Sunday, 19 January 2020

Belswick house rules: lighten up already

After nine months and thirteen sessions in Belswick, I'm making some changes to my house rules. Rules overview first, motivation below that. In general, I'm ditching stuff that was a chore to track or that felt like a penalty to the players, and keeping the rules that add to the story.

Update: added in my inventory rule. Accreting house rules via blog posts is merry hell when you want a clear overview...

Inventory and encumbrance

Unchanged: you can carry a number of items equal to your strength score without penalty, anything over and you get penalties. Exceptionally small or large items (potion vials, armors, two-handed swords) take up less/more than 1 slot. 

XP for GP

Will shift to milestone leveling: the group levels up when the DM thinks it's appropriate (mostly after an adventure arc).

Buying status, land and property
Unchanged: you can use your wealth to buy a title, land and property, or outfit a shrine, lab or library.
Shrines and libraries for spellcasters add extra spells on top of what you're already getting for free when you level (see under spellcasters below). Labs add potion recipes, which are about the only magic item you can make yourself.

Carousing
Doesn't work with milestone leveling and hasn't been used yet. Throw it out. Use the carousing table for big parties or freaky rites when you want a favor from people.

Magic shops

They exist, just not out in every little hamlet. Even out in the wild, there's enough rando wizards, clerics and nobles that you can trade or buy an item if you want to.
Magic item prices
Will keep using the optional price range in DMG p135. Potion prices remain in effect.

  • common: 50-100 gp
  • uncommon: 101-500 gp
  • rare: 501-5000 gp
  • very rare: 5001-50,000 gp
  • legendary: 50,001 gp


Taxes

Nobles still collect taxes, but I'm not going to bother the PCs with them anymore. We're not playing Dread Accountants of Mordor here. I'll assume that players dutifully pay taxes to their lord and tithes to the Church, and that any treasure they find already has taxes deducted.

Tax evasion
If you want to dodge your taxes, you can add 10-80% to any value found. However, this is also the chance that you draw the tax collector's attention, who will take the entire value you were trying to keep out of their sight.

Healing, resting and Death & Dismemberment
Unchanged. Death and Dismemberment stays in effect. Short and long rests stay as follows:
  • Long rest: 8h comfortable rest and 1 ration to heal up to half your hit point maximum and a level of exhaustion.
  • Short rest: either 15m and 1/2 ration for d4 hp, or 1hr and 1/2 ration for d6+level hp (1/day only).

Races

As in the player handbook. Ability bonuses add to the ability instead of giving a reroll, cantrips work an unlimited times per day, darkvision allows dim perception in utter darkness.

Existing characters
You can now add the benefits of your subrace. Humans and animal folk add 3 ability points to 3 different abilities: don't add these to your two highest stats (I assume you already boosted those at character generation).

Classes
All classes now available, including formerly prohibited ones like monk, paladin and sorcerer.
Subclasses/archetypes/feats now available without finding a mentor. Of course you can always work with a mentor for flavor.

Spellcasters
As in the player handbook, including each class's rules on (not) needing a spellbook.
Cantrips now function as such from level 1 instead of taking a spell slot to power.

Clerics
Revert to standard rules (d8 hit dice, armor proficiencies, spellcasting). You still need to be a member of a holy order.

**Tasks to complete:**
**a.** Per the Belswick house rules post, how many items can a character carry without a penalty?
**b.** Write the next part of the Belswick house rules post, picking up after its final sentence.
The lines that come after have no part in this.

**Available data:**
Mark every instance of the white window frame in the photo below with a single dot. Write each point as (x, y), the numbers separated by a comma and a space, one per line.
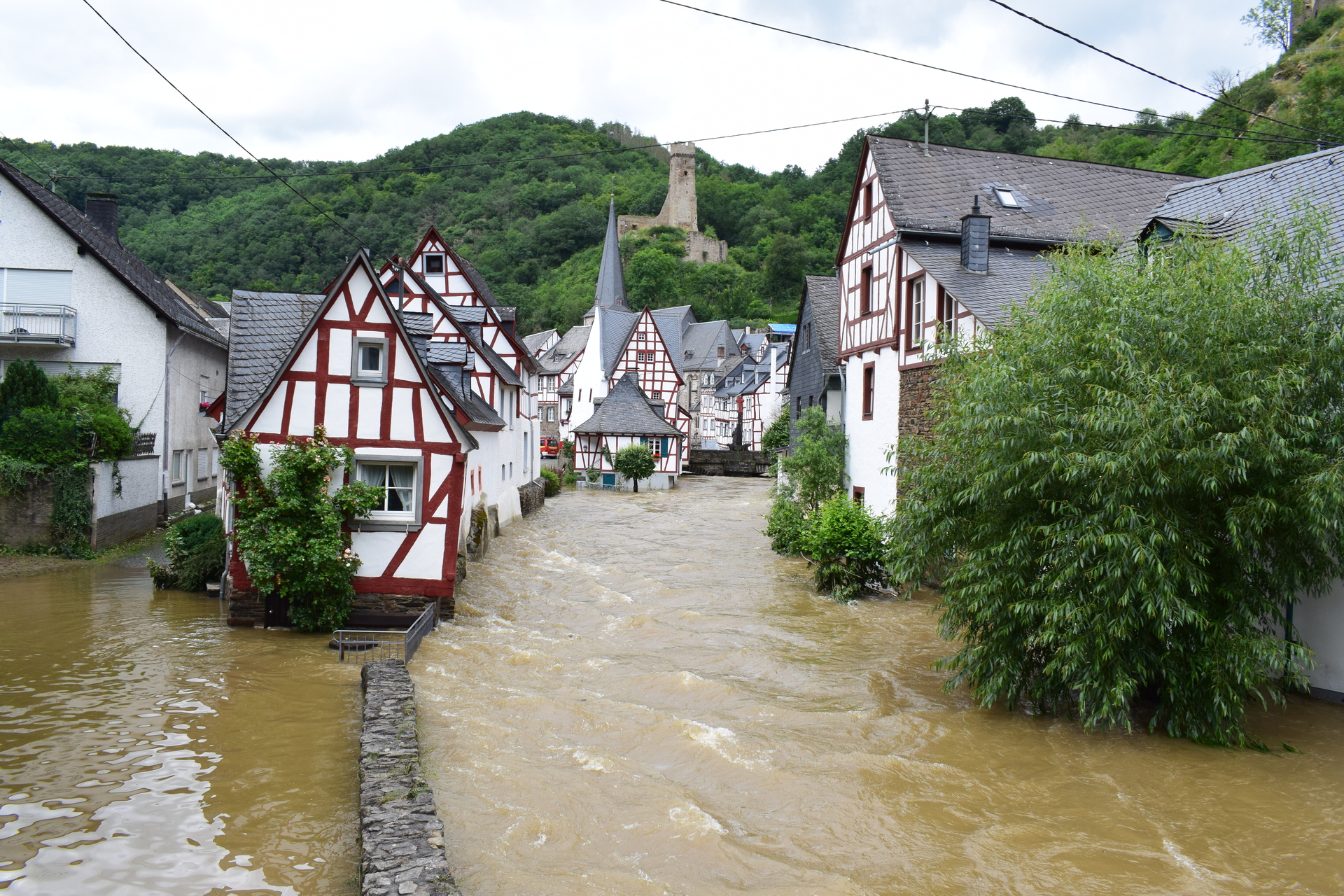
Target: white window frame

**Answers by task:**
**a.** A number of items equal to the character's strength score.

**b.**
Wizards
Wizards stay bound to their wizarding college via their debt. Learning spells in addition to those you gain for free still costs time and money: (50 gp+2 hours)/spell level, but you no longer need to check Arcana to successfully learn a spell. Wizard spells still only run up to level 6 (higher level spells prohibited and suppressed by the Church of the Authority).

Warlockry
Unchanged: do favors for your patron in return for quick power.


WHY I'M MAKING THESE CHANGES


XP for GP and taxes
This one started to creak pretty fast. I like the idea of nudging the players to explore and loot in order to level, I really do. It also meant that if I wanted them to be able to level regularly, I needed to add heaps of gold and other treasure to the adventures. Even with taxes, it was a bit ludicrous that common farmers brought home a couple of coppers, low nobles were scrounging for 12 gp per month, and the party was pulling hundreds of gold pieces from the ground in a starter dungeon.

I soon started to add favours and blackmail material that had a certain monetary value, but still this just ended up being a lot of work to plan out. Common magic item prices being cheap-ish didn't help either. I could've overhauled those prizes as well, but where does it end? I'm looking for a comparatively easy game to plan and play, and loot planning was becoming a chore.

I might use monster XP as a guideline to stocking adventures, but that's more an aid to the DM than something the players need to track.

Buying status, land and property
Fun way to tie players to the world around them. It stays in!

Carousing
Doesn't work with milestone leveling and hasn't been used yet. Throw it out. Use the table for big parties or freaky rites when you want a favor from people.


No magic shops
I like that you can't just shop for legendary items in a random village, but magic shops are a cool way to add some flavor to the game. Still won't be like shopping at Walmart, more like having an expert craftsman who can throw something together for you.

The standard D&D rules have magic items as "priceless", i.e. no magic shops. I used the optional pricing rules because under my XP-for-GP rule, only actual value translates to XP, so I needed to find out how much that magic armor was worth.


Taxes
Still in effect, but behind the scenes. This is just easier on the DM.

Tax evasion
Instead of a deduction on value earned through hard dungeoneering, now you can choose to take a risk and earn a little something extra.


Healing, resting and Death & Dismemberment
Death and Dismemberment stays in effect. I find it hilarious and horrific, while not being more deadly than the standard "death save" rule. In fact, I think it may be less deadly. 

What's more, the Death & Dismemberment table is driving stories: our cleric/bard/warlock is now cursed after an infusion of negative energy and needs to find high magic or an angel's love to be cured. Cool stuff - I'm keeping this over the anemic "three death saves or you die" rule.


Races
As in the player handbook. I had tweaked this because I wanted stats to be lowish, darkness to be a real problem, magic rare and all that. After 12 sessions, I feel like giving the players a little boost.


Classes
Same as under races: I had reduced power levels across the board to make people earn their proper use of cantrips, etc etc. Now that I've gotten the hang of the system, I'm happy to restore all this to the regular rules.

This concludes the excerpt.